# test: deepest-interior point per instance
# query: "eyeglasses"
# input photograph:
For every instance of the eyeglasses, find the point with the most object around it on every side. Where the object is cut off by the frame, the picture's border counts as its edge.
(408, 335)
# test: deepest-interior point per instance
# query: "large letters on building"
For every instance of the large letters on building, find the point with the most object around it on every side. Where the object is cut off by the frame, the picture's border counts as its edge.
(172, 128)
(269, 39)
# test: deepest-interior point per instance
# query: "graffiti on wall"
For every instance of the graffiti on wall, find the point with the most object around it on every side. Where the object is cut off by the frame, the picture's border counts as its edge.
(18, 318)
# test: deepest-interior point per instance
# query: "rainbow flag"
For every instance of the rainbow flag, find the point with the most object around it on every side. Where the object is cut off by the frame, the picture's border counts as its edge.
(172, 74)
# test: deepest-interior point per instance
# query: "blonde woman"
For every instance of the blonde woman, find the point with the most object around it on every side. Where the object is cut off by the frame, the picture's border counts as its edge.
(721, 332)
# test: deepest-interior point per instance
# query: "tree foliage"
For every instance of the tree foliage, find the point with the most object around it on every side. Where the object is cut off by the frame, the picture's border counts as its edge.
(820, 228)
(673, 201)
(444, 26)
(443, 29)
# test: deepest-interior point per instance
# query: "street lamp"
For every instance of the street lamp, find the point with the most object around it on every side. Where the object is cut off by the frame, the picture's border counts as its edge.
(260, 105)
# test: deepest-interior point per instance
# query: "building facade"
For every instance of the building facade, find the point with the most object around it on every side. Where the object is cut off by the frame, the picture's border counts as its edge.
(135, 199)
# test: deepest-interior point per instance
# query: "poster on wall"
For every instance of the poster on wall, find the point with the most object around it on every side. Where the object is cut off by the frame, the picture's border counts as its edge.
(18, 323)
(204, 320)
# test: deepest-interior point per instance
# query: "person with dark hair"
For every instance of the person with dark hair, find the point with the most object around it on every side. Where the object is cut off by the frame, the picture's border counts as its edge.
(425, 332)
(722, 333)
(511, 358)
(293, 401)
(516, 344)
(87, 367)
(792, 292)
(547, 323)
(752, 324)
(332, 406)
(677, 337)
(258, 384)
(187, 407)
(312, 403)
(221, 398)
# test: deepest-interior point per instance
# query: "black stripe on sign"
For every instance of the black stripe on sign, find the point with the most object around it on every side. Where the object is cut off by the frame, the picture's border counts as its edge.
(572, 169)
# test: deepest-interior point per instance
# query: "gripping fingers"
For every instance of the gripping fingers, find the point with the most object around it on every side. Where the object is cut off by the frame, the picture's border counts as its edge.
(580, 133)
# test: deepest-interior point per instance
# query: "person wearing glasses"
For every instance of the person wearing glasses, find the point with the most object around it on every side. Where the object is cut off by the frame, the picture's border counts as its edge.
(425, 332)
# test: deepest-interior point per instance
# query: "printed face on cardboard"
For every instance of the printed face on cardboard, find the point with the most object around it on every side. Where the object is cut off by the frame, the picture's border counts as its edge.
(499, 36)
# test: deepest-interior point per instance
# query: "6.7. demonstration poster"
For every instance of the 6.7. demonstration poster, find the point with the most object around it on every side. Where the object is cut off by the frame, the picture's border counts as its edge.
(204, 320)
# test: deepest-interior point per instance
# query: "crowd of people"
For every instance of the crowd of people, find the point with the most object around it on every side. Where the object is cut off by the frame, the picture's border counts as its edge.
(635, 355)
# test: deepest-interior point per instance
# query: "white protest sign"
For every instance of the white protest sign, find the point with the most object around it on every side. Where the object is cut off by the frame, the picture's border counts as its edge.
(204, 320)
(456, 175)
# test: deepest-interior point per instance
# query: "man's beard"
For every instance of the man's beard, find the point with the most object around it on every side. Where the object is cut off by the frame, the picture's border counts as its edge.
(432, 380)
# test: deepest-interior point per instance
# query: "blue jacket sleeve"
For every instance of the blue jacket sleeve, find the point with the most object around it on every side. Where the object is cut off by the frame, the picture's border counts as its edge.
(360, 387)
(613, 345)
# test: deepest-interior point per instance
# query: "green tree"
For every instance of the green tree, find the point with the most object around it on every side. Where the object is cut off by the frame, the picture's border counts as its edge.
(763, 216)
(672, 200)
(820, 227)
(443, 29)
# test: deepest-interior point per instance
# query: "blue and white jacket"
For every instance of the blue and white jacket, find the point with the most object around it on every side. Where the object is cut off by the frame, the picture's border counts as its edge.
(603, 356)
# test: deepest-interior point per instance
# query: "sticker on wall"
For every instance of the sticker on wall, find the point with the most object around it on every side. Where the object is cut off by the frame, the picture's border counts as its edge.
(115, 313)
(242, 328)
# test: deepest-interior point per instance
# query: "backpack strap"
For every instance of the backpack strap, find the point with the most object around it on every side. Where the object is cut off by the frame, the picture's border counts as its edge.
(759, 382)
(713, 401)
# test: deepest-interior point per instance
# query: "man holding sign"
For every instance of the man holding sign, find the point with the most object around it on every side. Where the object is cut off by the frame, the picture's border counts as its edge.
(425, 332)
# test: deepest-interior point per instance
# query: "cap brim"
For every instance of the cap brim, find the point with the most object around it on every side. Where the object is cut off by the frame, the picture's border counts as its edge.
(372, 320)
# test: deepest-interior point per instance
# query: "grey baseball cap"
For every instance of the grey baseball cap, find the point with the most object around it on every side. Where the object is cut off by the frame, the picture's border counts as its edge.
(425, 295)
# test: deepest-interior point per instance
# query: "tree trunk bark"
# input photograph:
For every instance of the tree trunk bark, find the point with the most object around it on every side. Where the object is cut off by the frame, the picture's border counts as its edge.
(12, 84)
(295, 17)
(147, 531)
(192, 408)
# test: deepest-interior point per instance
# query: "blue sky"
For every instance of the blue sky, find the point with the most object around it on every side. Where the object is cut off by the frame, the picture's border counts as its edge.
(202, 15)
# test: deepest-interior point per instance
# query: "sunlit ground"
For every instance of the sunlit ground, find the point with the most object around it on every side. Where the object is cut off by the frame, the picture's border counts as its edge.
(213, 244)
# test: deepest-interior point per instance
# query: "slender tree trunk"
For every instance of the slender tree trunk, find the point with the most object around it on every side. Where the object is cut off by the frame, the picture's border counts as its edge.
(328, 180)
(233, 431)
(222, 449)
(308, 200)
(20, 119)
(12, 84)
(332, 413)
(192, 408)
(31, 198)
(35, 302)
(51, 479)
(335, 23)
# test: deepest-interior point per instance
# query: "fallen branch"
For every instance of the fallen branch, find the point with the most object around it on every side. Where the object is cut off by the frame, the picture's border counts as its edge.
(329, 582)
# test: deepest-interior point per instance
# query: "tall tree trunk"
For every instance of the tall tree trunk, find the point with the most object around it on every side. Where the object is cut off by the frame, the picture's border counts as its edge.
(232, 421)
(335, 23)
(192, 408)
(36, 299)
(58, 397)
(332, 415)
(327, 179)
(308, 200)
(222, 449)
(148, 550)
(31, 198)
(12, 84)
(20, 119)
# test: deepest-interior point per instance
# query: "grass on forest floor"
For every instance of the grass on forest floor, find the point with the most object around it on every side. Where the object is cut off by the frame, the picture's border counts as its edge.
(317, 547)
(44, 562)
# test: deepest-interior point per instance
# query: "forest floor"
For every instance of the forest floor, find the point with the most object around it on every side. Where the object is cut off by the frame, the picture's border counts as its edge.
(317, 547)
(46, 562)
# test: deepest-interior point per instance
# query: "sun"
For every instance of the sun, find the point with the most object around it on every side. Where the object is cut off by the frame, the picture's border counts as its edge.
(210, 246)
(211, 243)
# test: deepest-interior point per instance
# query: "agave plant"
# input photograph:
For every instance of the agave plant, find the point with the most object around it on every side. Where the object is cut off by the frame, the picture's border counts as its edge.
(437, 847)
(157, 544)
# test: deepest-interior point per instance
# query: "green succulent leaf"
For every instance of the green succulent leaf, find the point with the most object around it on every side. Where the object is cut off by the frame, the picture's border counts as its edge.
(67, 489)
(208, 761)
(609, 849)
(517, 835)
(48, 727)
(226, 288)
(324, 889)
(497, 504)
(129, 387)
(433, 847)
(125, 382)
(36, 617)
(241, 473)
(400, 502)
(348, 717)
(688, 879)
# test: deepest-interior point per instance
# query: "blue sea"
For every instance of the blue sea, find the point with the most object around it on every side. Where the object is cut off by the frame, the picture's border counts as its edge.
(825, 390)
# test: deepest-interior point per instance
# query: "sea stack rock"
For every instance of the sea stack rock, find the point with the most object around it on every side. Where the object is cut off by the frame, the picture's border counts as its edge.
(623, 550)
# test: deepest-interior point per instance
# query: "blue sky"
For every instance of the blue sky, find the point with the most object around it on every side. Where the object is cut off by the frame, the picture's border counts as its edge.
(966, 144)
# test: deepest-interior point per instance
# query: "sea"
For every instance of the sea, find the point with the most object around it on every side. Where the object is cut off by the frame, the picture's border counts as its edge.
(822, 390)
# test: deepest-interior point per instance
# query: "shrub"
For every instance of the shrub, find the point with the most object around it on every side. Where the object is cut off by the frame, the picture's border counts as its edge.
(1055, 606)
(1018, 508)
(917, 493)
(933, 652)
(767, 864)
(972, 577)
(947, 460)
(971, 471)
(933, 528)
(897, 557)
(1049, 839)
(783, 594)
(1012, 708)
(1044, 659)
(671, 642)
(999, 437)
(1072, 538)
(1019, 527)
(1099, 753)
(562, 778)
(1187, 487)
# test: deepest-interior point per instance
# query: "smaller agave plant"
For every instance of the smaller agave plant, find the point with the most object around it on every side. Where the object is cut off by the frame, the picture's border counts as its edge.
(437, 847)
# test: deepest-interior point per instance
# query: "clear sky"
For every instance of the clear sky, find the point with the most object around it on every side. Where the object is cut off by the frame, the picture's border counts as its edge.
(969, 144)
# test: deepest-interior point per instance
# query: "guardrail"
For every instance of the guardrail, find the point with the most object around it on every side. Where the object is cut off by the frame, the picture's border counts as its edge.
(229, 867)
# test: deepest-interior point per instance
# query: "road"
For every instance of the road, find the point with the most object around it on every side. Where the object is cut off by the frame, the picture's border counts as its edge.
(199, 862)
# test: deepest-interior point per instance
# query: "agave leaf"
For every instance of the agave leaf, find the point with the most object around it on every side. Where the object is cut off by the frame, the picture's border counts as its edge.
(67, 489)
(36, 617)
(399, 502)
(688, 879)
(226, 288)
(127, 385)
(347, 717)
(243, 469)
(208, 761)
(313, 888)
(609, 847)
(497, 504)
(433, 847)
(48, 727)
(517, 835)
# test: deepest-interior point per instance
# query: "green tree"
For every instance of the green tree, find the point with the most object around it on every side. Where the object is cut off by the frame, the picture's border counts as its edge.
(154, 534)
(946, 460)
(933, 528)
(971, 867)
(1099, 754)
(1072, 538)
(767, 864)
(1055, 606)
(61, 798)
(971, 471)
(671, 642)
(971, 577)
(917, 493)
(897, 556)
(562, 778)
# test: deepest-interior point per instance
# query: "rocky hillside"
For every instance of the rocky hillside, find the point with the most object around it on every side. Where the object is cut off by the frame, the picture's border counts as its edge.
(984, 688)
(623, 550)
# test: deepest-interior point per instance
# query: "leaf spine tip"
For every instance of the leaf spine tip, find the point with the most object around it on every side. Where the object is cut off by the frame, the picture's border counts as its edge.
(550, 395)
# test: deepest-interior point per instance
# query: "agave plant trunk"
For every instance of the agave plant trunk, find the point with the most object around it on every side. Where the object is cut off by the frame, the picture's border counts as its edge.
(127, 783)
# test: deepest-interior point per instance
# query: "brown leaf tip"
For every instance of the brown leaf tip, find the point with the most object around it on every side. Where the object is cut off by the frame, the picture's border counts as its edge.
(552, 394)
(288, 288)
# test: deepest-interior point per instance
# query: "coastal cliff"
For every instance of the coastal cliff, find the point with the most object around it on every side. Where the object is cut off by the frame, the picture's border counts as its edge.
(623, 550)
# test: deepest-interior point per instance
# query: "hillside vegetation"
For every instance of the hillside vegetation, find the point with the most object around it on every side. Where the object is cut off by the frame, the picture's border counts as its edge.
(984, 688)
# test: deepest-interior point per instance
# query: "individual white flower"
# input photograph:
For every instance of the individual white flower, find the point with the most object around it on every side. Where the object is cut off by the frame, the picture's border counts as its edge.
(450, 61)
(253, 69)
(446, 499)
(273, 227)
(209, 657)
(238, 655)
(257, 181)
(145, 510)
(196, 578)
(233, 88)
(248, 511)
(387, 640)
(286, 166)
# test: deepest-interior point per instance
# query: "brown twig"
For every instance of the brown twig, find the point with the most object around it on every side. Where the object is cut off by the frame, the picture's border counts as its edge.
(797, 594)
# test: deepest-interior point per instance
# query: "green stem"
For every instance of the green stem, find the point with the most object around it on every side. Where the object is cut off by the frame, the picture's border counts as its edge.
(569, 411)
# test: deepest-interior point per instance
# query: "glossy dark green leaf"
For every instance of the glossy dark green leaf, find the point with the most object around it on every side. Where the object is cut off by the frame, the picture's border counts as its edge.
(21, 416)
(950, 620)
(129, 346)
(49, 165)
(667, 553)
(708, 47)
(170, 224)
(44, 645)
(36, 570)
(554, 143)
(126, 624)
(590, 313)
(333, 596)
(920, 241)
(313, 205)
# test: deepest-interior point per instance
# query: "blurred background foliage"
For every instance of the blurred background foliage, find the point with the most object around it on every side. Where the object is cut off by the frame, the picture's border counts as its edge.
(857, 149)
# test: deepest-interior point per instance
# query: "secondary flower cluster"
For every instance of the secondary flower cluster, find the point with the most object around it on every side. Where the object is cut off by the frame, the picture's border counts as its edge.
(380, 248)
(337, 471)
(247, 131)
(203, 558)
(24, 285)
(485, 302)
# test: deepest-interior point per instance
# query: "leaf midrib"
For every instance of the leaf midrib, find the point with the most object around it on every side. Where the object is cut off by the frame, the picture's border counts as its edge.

*What is being asked*. Among the lines above, list those that contain the word "midrib".

*Task solution*.
# query: "leaf midrib"
For every instance of the leaf midrib, find the point with the most object around it on every side. Where the object is cut off by the frame, the picture's border counts as its edge.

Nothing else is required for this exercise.